- Input material
★ ★ ★

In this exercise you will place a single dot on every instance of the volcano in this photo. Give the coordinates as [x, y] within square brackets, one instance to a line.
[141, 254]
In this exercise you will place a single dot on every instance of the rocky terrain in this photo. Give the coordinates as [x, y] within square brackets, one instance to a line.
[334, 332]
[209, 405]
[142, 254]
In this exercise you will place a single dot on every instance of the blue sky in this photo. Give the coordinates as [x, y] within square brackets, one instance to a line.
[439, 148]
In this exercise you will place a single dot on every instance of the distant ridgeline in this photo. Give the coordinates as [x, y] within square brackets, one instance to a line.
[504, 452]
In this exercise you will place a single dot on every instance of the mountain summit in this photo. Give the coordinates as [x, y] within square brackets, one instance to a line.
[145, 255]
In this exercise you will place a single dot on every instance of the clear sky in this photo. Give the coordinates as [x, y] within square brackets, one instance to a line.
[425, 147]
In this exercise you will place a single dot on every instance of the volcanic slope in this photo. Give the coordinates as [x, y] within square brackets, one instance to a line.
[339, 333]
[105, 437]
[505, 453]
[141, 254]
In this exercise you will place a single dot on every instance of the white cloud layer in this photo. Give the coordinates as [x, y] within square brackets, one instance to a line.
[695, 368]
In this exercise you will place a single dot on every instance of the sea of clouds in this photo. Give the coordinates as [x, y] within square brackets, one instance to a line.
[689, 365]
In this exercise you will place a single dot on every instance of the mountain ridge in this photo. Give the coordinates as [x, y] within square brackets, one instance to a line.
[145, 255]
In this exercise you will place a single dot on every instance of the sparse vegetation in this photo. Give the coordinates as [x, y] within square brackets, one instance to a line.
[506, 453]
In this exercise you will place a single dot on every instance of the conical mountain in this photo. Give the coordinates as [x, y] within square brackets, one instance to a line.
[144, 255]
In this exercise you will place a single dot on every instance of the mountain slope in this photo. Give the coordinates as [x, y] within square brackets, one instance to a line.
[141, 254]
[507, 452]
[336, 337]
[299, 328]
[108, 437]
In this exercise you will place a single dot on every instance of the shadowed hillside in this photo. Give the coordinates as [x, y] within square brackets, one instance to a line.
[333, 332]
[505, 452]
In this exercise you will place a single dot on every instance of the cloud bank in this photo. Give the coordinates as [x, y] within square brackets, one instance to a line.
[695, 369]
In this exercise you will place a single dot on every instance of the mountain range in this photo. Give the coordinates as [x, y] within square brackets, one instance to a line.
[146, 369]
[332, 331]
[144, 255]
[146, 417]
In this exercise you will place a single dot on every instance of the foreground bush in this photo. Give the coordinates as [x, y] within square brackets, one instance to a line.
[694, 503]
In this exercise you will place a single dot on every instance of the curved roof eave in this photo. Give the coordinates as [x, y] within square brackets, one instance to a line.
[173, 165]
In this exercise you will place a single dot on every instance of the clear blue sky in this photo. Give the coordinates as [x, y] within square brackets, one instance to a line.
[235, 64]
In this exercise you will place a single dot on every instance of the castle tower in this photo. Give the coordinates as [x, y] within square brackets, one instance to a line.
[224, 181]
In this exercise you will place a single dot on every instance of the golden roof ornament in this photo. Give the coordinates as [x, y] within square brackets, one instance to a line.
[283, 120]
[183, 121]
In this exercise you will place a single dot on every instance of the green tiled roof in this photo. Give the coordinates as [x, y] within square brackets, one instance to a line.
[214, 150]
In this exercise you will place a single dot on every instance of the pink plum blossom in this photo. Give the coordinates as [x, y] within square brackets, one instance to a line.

★ ★ ★

- Task to complete
Give back each line above precisely as it stands.

- Exercise response
In this exercise you will place a single dot on every instance of the volcano in this photo. Give the coordinates as [x, y] within square brackets, one instance to a line.
[141, 254]
In this exercise you will place a single dot on every instance of the rocky terrain in this photo. Give the coordinates as [x, y] within square brackets, one instance to a line.
[334, 332]
[209, 405]
[142, 254]
In this exercise you will place a single dot on every instance of the blue sky in this photo. Give the coordinates as [x, y] within square brackets, one instance to a line.
[439, 148]
In this exercise you will place a single dot on every instance of the distant ridgeline in this photo. Give the coordinates as [x, y] within square brackets, one instance to a line.
[504, 452]
In this exercise you will place a single dot on every instance of the mountain summit in this photo. Give the coordinates as [x, y] within square brackets, one instance to a line.
[145, 255]
In this exercise you will place a single dot on every instance of the clear sky in this photo. Give the coordinates as [x, y] within square brackets, one instance to a line.
[425, 147]
In this exercise you will place a single dot on every instance of the volcanic slope in this photo. Give the coordinates as [x, y] within square brackets, one instance to a line.
[339, 333]
[105, 437]
[505, 453]
[141, 254]
In this exercise you will place a single dot on every instance of the white cloud layer in this photo. Give the coordinates as [x, y] within square brackets, one instance to a line.
[695, 368]
In this exercise you will place a single dot on every instance of the sea of clouds in this photo. Give the coordinates as [x, y] within square brackets, one instance to a line.
[689, 365]
In this exercise you will place a single dot on every instance of the mountain ridge in this photo. Give the coordinates as [x, y] within square brackets, one instance to a line.
[145, 255]
In this exercise you will place a single dot on every instance of the sparse vegetation in this photo. Give the coordinates as [x, y] within square brackets, one instance to a line.
[506, 453]
In this exercise you will place a single dot on every instance of the conical mountain in this photo. Give the coordinates as [x, y] within square brackets, one instance to a line.
[144, 255]
In this exercise you will place a single dot on every instance of the mountain slope in this photo. Give the coordinates as [x, y] within square brackets, one instance to a line.
[141, 254]
[507, 452]
[336, 337]
[299, 328]
[108, 437]
In this exercise you will place a single dot on every instance of the shadowed hillside in this photo. Give the coordinates as [x, y] within square brackets, one instance to a line.
[333, 332]
[505, 452]
In this exercise you will place a single dot on every instance of the cloud bank in this photo. Give the coordinates as [x, y] within square brackets, one instance to a line.
[695, 369]
In this exercise you will place a single dot on every instance of the mountain range in this photo. Give the coordinates as [x, y] within square brackets, one instance to a line.
[146, 369]
[332, 331]
[144, 255]
[146, 417]
In this exercise you will place a single dot on every instance of the foreground bush in this photo. Give the coordinates as [x, y] within square brackets, one instance to a line.
[694, 503]
In this exercise you will place a single dot on every instance of the curved roof eave in this photo. Give the coordinates as [x, y] within square brackets, one instance to a line.
[173, 165]
In this exercise you will place a single dot on every instance of the clear blue sky in this photo. Give the coordinates as [x, y] within square brackets, one instance to a line.
[235, 64]
In this exercise you will place a single dot on every instance of the castle tower in this photo. Give the coordinates as [x, y] within square brackets, one instance to a line.
[224, 181]
In this exercise you will place a single dot on every instance of the golden roof ornament in this photo. Give the coordinates as [x, y] within square brackets, one instance to a line.
[283, 120]
[183, 121]
In this exercise you will place a single dot on every instance of the green tiled roof in this photo. Give the coordinates as [x, y] within square brackets, one instance to a line.
[214, 150]
In this exercise you will place a single dot on every instance of the pink plum blossom in this photo. Give the coordinates as [x, y] within square brackets, one instance to a line.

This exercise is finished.